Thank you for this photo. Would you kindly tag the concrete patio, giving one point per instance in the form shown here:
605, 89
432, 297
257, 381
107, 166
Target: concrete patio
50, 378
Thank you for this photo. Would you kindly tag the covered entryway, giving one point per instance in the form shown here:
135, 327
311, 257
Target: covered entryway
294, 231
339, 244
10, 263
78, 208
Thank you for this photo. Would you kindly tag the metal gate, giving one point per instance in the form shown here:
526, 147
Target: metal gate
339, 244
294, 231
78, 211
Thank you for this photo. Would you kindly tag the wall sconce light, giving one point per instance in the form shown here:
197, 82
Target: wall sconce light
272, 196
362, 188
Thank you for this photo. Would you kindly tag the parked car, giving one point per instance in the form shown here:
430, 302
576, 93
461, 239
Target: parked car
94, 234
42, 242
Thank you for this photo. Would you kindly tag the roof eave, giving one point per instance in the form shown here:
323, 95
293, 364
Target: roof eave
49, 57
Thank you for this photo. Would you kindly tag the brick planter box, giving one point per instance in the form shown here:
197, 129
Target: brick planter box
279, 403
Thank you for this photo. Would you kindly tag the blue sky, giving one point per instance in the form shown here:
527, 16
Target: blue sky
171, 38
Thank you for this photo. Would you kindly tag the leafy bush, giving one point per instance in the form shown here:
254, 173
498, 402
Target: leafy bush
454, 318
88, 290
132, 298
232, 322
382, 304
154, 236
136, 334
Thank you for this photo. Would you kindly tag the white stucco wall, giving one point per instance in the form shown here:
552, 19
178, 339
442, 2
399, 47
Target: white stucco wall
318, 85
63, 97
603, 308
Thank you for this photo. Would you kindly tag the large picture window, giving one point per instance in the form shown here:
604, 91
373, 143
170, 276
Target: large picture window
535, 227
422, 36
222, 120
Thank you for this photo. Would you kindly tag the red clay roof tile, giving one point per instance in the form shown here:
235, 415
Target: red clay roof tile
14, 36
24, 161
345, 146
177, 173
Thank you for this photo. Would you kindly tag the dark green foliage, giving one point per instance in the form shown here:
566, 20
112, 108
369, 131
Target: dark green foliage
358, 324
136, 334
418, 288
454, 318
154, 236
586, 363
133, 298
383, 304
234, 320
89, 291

====

EXERCISE TASK:
Copy out the whole listing exactly as written.

WRITTEN RESPONSE:
Thank you for this photo. Would you kindly tag the concrete patio, giving one point per instance in the form shown here:
605, 89
432, 297
257, 381
107, 166
Target: concrete patio
50, 378
Thank you for this photo. Would you kindly tag the covered entryway, giving one point per instance in the form shown here:
135, 327
311, 257
Target: covered entryway
294, 231
339, 244
10, 263
78, 208
Thank you for this photo. Would you kindly tag the metal gate, giving one point per instance in the form shown here:
526, 147
Target: metal gate
339, 244
294, 231
78, 211
Thank you for this photo. Would you kindly tag the wall sconce light, giving one point per instance in the form shown here:
197, 82
Target: wall sconce light
272, 196
362, 188
Thank you for this photo. Would you kindly tag the parked car, giving one point per instance in the form shown here:
430, 302
576, 93
461, 239
Target: parked car
94, 234
42, 242
Thank you for this photo. Would you kindly tag the roof eave, giving one point per instance in the form shown here:
323, 95
293, 364
Target: roof eave
49, 57
Thank you for this photo. Would you kindly tag the brick planter box, giving one point per instance in the form shown here:
197, 129
Target: brick planter box
279, 403
Thank you for this photo. Would you kindly tag the blue sky, giving one point per instance in the form shown here:
527, 16
Target: blue sky
171, 38
Thank you for this photo. Would you kindly tag the leafy bush, giving one point per instance in the form shown here:
254, 173
498, 402
Target: leafy bush
454, 318
88, 290
132, 298
232, 322
382, 304
154, 236
136, 334
Thank you for this photo. Would you kindly tag the white stucco wall, giving one point per instance in the form shown here:
552, 19
178, 339
442, 2
399, 47
Target: white stucco wall
318, 85
63, 97
603, 308
Thank you for this photo. Would you kindly tag the large picture window, giving one point per instance in the form shown here:
604, 91
373, 143
170, 276
Target: large picture window
535, 227
422, 36
222, 120
Thank you for this photo. Would you kindly tag the red clay roof tile, giving one point per instance in the form shown here:
235, 415
Target: red clay roof tile
14, 36
24, 161
345, 146
177, 173
Thank you for this photo. Would you kindly tag the dark green foliage, giving one point per instance in the form shown here:
566, 20
112, 108
369, 131
Target: dark green foliage
358, 324
136, 334
418, 288
454, 318
154, 236
586, 363
133, 298
383, 304
234, 320
89, 291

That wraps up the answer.